— TRY IT —
Filter these entries, keeping only lines that hold the word "every".
##### DATA FOR THIS EXERCISE
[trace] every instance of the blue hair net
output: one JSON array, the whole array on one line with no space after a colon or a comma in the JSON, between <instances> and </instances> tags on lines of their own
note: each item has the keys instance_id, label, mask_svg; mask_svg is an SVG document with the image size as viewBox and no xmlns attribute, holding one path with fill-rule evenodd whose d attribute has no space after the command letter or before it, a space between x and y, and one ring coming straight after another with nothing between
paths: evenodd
##########
##### DATA FOR THIS EXERCISE
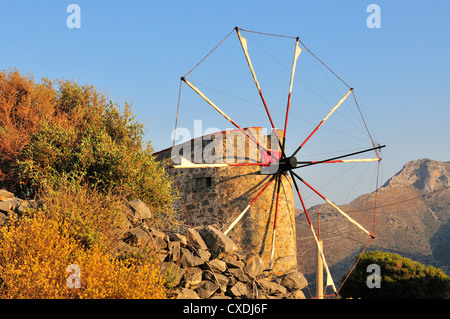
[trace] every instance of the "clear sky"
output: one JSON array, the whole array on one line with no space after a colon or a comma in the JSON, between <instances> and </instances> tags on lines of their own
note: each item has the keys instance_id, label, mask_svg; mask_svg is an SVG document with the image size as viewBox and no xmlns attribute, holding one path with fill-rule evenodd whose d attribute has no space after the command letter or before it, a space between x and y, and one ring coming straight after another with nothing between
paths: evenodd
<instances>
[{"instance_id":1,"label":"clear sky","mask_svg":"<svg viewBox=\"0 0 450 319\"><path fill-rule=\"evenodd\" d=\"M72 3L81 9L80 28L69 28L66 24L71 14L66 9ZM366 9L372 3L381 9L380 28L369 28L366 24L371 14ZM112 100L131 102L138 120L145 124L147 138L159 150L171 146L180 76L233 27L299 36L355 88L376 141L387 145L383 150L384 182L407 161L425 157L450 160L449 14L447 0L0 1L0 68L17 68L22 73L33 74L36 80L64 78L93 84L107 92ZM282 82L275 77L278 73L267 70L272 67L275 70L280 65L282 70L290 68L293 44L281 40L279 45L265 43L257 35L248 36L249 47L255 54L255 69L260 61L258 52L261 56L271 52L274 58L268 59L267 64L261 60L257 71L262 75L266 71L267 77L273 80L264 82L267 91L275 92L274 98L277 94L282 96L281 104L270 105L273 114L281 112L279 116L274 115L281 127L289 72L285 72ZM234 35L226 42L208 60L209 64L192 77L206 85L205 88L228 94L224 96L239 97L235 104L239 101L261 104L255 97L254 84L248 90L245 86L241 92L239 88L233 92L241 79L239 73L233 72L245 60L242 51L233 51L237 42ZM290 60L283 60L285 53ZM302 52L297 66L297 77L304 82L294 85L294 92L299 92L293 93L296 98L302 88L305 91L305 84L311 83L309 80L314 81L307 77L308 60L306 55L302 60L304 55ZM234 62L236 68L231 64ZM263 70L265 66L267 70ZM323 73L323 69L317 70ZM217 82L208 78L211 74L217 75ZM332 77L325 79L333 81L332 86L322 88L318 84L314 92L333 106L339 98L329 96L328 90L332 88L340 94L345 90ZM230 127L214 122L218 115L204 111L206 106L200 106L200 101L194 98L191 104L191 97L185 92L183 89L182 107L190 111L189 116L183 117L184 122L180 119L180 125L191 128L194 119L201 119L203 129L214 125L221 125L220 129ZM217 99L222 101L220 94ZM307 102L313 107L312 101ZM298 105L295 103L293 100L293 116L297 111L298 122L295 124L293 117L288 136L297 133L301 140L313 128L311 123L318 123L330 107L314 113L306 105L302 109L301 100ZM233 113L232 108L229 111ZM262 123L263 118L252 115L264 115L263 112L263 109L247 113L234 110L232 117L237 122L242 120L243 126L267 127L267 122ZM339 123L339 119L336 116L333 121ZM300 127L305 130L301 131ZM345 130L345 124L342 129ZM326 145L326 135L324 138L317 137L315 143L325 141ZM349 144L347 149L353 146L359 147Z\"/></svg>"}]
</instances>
##########
— RESPONSE FOR THIS EXERCISE —
[trace] every instance of the blue hair net
[trace] every instance of the "clear sky"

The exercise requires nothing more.